Serbia's former state security chief, Jovica Stanisic, has been transferred to the U.N. war crimes tribunal in The Hague to face charges relating to ethnic cleansing operations in Croatia and Bosnia that left hundreds dead. Charges against the long time ally of former Yugoslav President Slobodan Milosevic include persecution and murder.
Jovica Stanisic headed Serbia's state security service at a time when, prosecutors say, it established some of the most feared paramilitary groups in the Balkans, including Arkan's Tigers.
Prosecutors say the purpose of these so-called illegal secret units was to conduct special military operations in Croatia and Bosnia, all with the aim of ethnically cleansing the area of non-Serbs.
They did that, say prosecutors, through a campaign of murder, persecution, and deportation in conjunction with local authorities. Hundreds were left dead in operations from 1991 to 1995.

= Listed records =
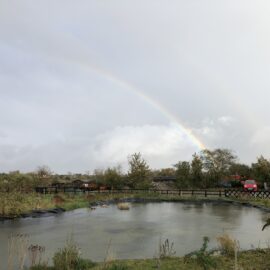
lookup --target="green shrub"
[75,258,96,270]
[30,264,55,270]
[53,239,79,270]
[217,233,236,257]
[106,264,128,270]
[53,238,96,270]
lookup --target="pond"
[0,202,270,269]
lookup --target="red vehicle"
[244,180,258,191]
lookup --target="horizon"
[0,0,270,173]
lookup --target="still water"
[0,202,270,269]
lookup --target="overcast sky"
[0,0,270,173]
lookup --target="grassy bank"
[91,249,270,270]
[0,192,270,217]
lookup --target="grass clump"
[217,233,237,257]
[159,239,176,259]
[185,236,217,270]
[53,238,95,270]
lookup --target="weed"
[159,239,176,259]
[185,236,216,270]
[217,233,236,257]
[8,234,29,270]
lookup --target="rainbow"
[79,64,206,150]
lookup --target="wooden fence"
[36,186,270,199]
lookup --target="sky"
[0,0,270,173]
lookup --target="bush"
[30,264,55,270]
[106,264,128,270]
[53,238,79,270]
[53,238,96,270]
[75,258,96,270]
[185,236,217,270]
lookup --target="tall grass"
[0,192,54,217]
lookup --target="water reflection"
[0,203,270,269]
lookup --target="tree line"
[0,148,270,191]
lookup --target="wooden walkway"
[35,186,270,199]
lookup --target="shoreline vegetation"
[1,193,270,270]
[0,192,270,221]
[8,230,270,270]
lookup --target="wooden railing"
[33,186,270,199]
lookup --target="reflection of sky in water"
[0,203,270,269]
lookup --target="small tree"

= Tasks for this exercise =
1. According to the passage about Jovica Stanisic, which paramilitary group is named as one established while he headed Serbia's state security service?
2. In the passage about Jovica Stanisic, rewrite the part that opens with "Jovica Stanisic headed" and closes with "area of non-Serbs.", swapping in "militia groups" wherever "paramilitary groups" appears.

= Set of answers =
1. Arkan's Tigers.

2.
Jovica Stanisic headed Serbia's state security service at a time when, prosecutors say, it established some of the most feared militia groups in the Balkans, including Arkan's Tigers.
Prosecutors say the purpose of these so-called illegal secret units was to conduct special military operations in Croatia and Bosnia, all with the aim of ethnically cleansing the area of non-Serbs.